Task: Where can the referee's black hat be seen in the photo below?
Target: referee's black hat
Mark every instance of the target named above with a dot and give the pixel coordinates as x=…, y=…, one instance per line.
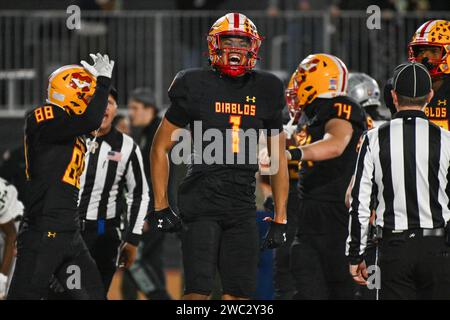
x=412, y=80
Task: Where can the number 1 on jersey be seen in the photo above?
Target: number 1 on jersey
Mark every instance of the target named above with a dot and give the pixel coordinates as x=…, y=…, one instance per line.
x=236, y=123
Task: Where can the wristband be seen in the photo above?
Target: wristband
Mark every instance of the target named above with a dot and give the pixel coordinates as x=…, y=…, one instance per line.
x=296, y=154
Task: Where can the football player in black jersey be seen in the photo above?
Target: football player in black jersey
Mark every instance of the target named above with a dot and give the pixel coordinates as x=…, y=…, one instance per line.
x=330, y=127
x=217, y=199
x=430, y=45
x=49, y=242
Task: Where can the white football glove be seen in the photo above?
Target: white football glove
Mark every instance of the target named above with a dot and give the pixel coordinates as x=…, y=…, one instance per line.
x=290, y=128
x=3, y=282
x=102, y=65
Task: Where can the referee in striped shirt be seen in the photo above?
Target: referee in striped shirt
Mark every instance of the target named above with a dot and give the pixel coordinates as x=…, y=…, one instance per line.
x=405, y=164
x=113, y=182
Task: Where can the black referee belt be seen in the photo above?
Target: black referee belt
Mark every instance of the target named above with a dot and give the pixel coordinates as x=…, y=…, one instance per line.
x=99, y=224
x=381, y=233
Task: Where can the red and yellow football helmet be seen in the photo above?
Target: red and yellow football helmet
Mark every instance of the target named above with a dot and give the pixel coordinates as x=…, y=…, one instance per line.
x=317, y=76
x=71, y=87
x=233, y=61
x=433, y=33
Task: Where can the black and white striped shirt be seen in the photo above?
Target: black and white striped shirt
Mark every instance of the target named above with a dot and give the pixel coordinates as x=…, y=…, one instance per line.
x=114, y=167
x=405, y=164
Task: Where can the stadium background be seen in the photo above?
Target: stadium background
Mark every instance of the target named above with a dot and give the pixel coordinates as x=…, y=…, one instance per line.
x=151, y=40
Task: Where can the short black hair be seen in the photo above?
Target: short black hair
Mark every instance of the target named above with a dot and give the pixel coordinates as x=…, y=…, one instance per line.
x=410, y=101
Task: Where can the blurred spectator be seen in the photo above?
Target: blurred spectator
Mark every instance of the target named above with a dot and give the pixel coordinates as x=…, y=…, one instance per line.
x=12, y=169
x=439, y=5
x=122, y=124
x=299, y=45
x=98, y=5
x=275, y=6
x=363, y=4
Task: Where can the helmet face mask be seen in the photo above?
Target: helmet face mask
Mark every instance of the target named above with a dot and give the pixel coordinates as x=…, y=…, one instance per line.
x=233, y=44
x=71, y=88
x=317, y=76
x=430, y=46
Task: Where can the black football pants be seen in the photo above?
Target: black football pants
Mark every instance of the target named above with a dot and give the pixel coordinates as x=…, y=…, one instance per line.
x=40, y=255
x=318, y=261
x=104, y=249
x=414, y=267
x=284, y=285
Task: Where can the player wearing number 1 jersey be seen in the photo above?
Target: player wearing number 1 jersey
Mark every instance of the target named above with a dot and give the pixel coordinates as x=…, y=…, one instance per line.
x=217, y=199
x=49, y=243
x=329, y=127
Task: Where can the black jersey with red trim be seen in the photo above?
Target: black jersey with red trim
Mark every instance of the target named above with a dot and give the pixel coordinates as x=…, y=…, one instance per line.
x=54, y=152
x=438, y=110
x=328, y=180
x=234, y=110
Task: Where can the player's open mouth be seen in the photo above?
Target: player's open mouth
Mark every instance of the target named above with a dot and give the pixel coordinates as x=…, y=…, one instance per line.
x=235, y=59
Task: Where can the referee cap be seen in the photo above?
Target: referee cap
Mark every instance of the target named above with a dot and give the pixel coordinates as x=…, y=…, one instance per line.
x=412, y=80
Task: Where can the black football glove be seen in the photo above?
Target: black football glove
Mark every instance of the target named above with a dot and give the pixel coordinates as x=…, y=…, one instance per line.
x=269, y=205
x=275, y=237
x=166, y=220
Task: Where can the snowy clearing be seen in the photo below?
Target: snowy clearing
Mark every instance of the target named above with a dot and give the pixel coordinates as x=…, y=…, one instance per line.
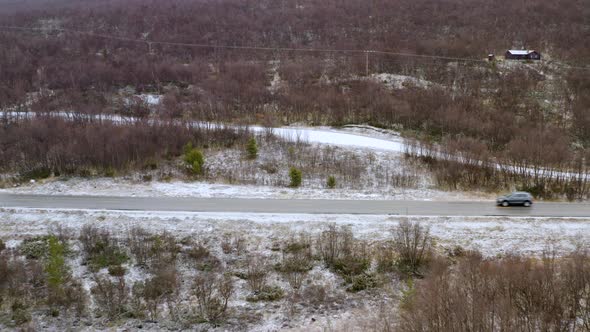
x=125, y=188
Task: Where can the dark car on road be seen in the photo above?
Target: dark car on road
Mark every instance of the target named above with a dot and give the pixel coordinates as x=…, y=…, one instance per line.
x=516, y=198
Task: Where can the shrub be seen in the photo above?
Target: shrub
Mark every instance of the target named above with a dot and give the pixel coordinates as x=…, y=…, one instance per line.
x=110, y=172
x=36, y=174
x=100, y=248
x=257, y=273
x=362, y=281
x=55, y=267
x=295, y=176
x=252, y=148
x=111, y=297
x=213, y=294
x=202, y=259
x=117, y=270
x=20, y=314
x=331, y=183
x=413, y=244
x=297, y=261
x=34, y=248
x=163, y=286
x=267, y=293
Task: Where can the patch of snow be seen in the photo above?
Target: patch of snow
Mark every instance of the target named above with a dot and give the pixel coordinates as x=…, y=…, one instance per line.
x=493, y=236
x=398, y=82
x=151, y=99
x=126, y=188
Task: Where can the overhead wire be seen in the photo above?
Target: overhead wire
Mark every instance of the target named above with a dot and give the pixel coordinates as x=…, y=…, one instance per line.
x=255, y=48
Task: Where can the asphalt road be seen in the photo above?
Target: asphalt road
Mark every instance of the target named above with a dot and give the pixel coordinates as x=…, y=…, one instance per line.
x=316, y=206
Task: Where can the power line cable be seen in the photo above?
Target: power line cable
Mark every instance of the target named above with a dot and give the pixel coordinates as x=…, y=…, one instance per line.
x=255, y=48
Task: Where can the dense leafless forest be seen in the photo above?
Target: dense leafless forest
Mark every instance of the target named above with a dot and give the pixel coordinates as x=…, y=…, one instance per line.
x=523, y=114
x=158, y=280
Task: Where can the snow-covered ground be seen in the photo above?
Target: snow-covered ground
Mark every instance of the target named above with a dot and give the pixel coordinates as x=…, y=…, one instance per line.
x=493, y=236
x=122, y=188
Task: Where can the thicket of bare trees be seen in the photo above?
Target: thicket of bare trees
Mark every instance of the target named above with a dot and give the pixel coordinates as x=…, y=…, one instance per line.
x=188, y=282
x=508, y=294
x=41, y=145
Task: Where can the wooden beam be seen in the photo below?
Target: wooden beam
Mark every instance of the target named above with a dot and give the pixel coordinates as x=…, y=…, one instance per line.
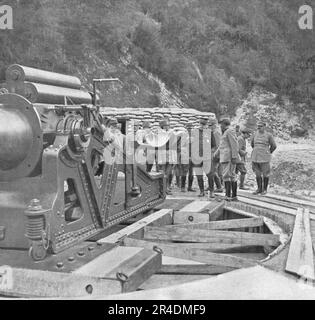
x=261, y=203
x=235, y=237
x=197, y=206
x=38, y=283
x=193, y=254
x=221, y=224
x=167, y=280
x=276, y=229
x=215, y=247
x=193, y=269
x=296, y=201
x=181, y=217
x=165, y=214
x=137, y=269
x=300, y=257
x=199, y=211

━━━━━━

> _What is needed_
Pictures are to be left out; the records above must be repeated word for word.

> _Result of the exercise_
Task: Where can the referee's black hat be seen in the photo below?
Target: referee's black hat
Mark every instance of the target named above with a dot and give the pixel coordinates as x=…, y=…, one instance per line.
x=412, y=80
Task: Where can the number 1 on jersey be seen in the photo above?
Target: number 1 on jersey
Mark every instance of the target named above with a dot and give the pixel coordinates as x=…, y=…, one instance per line.
x=236, y=123
Task: Where can the wristband be seen in the photo above?
Target: wristband
Mark every instance of the target named above with a dot and give the pixel coordinates as x=…, y=…, one instance per line.
x=296, y=154
Task: Where can the football player in black jersey be seen in the photo above?
Target: football player in black jersey
Mark every instance of the target named above with a dot and give the pixel coordinates as x=…, y=…, one instance per line.
x=330, y=127
x=217, y=199
x=430, y=45
x=49, y=242
Task: Where can the white football glove be seen in the photo above?
Target: white football glove
Mark every instance of the target named above with a dot and give the pixel coordinates as x=…, y=…, one instance per line.
x=290, y=128
x=3, y=282
x=102, y=65
Task: Where can the referee in striped shirt be seen in the photo above?
Target: referee in striped shirt
Mark every instance of the target named above with a dot and give the pixel coordinates as x=…, y=…, one instance per line.
x=405, y=164
x=113, y=182
Task: Where can the black referee belt be seen in the photo above?
Target: black referee belt
Mark every instance of the target named above with a dot and give the pixel coordinates as x=…, y=…, one instance per line.
x=99, y=224
x=381, y=233
Task: Where can the red and yellow football helmet be seen in the photo above?
Target: red and yellow football helmet
Mark every instance of the target named above with a dot and give the pixel coordinates as x=…, y=…, one instance per line.
x=317, y=76
x=71, y=87
x=233, y=61
x=433, y=33
Task: Where can the black and white striped shirt be seen in the photo above?
Target: black and white striped shirt
Mark every instance of the target named above with a dot and give the pixel coordinates as x=…, y=…, one instance per line.
x=114, y=167
x=405, y=164
Task: Where can the stadium background be seen in the photo above?
Target: stadium background
Mark every instance of the target named above with a dot and give the pixel coordinates as x=…, y=…, one instance per line.
x=151, y=40
Task: Where can the short black hair be seen in the photo above?
Target: short black hair
Mark every instance of the target named above with a dot and give the pixel coordinates as x=…, y=…, one instance per line.
x=410, y=101
Task: Where can the blurred spectator be seen in the photo above?
Target: blurred spectator
Mark every instance of the target named above with a dot and give the pixel coordinates as x=…, y=…, one instance per line.
x=12, y=169
x=439, y=5
x=122, y=124
x=299, y=45
x=98, y=5
x=275, y=6
x=363, y=4
Task: Where can the helmet face mask be seen in the photo above?
Target: helmet face mask
Mark every instance of the target named above with a dot and give the pixel coordinates as x=…, y=…, one instance per line.
x=233, y=44
x=71, y=88
x=317, y=76
x=430, y=46
Task: Where can the black football pants be seen in the photo above?
Target: black football pants
Mark every instance of the target named above with a dot and give the pixel coordinates as x=…, y=…, one instance per line.
x=40, y=255
x=318, y=261
x=104, y=249
x=414, y=267
x=284, y=285
Task: Where can the player wearing number 1 jersey be seen in the photo above?
Target: player wearing number 1 jersey
Mark every instance of the target named above with a dot and give the pixel coordinates as x=…, y=…, one instance per line.
x=217, y=199
x=49, y=243
x=329, y=127
Task: Where can the black jersey with red trim be seen in the photo above?
Target: black jersey with red trim
Mark every instance of the target named above with a dot and give the pixel coordinates as x=…, y=…, one instance per line.
x=54, y=152
x=438, y=110
x=328, y=180
x=234, y=110
Task: Where can the player's open mouth be seen in the photo above?
Target: player's open mouth
Mark every instance of the target named above with a dot and give the pixel coordinates as x=…, y=…, one instance per line.
x=235, y=59
Task: Where can the referee cap be seen in the photo above?
Target: referee cap
Mark every instance of the target named above with a dot and give the pixel coordinates as x=…, y=…, one instance per line.
x=412, y=80
Task: Where can the black football glove be seen in the photo above?
Target: black football glove
Mark every instance of the target named above with a dot and give the pixel coordinates as x=…, y=…, one instance per line.
x=269, y=205
x=275, y=237
x=166, y=220
Task: Where can the snowy clearing be seen in the photo below?
Target: snowy clearing
Mark every instance of the target named above with a dot and give the pixel coordinates as x=…, y=…, one instance per line.
x=125, y=188
Task: Where can the dark car on road be seen in the photo above?
Target: dark car on road
Mark every instance of the target named above with a dot and give the pixel coordinates as x=…, y=…, one instance per line.
x=516, y=198
Task: Where can the shrub be seen in the photo above?
Target: shrub
Mark every instance of the target named above with a dot and give the pixel coordinates as x=…, y=…, one instance per line.
x=110, y=172
x=36, y=174
x=100, y=248
x=257, y=273
x=362, y=281
x=55, y=267
x=295, y=176
x=252, y=148
x=111, y=297
x=213, y=294
x=202, y=259
x=117, y=270
x=20, y=314
x=331, y=183
x=413, y=244
x=297, y=261
x=34, y=248
x=163, y=286
x=267, y=293
Task: Where can the patch of snow be seen in the photo above?
Target: patch of snow
Mark every instance of the target named above with a dot and give the pixel coordinates as x=…, y=…, one instance per line.
x=493, y=236
x=398, y=82
x=151, y=99
x=126, y=188
Task: Where can the overhead wire be seen in the photo above?
Target: overhead wire
Mark every instance of the target named above with a dot and give the pixel coordinates as x=…, y=…, one instance per line.
x=255, y=48
Task: Where can the asphalt road be seen in the photo above?
Target: asphalt road
Mark every instance of the target named above with a dot and give the pixel coordinates as x=…, y=…, one instance per line.
x=316, y=206
Task: Where can the power line cable be seen in the photo above?
Target: power line cable
Mark every instance of the target named above with a dot and give the pixel coordinates as x=…, y=…, one instance per line.
x=255, y=48
Task: Where can the dense leafless forest be seen in the photo above?
Target: dense leafless forest
Mark every instance of the target named above with a dot and give the pixel coordinates as x=…, y=…, one instance per line.
x=523, y=114
x=158, y=280
Task: Where can the snow-covered ground be seen in the photo above?
Target: snow-covered ground
Mark every instance of the target named above with a dot and give the pixel coordinates as x=…, y=…, one instance per line.
x=493, y=236
x=122, y=188
Task: Where can the thicket of bare trees be seen in the photo above?
Target: thicket of bare trees
Mark every instance of the target named above with a dot and give the pixel coordinates as x=…, y=…, one instance per line.
x=188, y=282
x=508, y=294
x=41, y=145
Task: Where can the wooden beam be seen in the photo below?
Target: wooden beam
Mark every instance of the target named above with a dot and give the pixel coordinates as x=…, y=…, one instance per line.
x=261, y=203
x=235, y=237
x=197, y=206
x=38, y=283
x=193, y=254
x=221, y=224
x=167, y=280
x=276, y=229
x=215, y=247
x=193, y=269
x=296, y=201
x=181, y=217
x=165, y=214
x=137, y=269
x=300, y=257
x=199, y=211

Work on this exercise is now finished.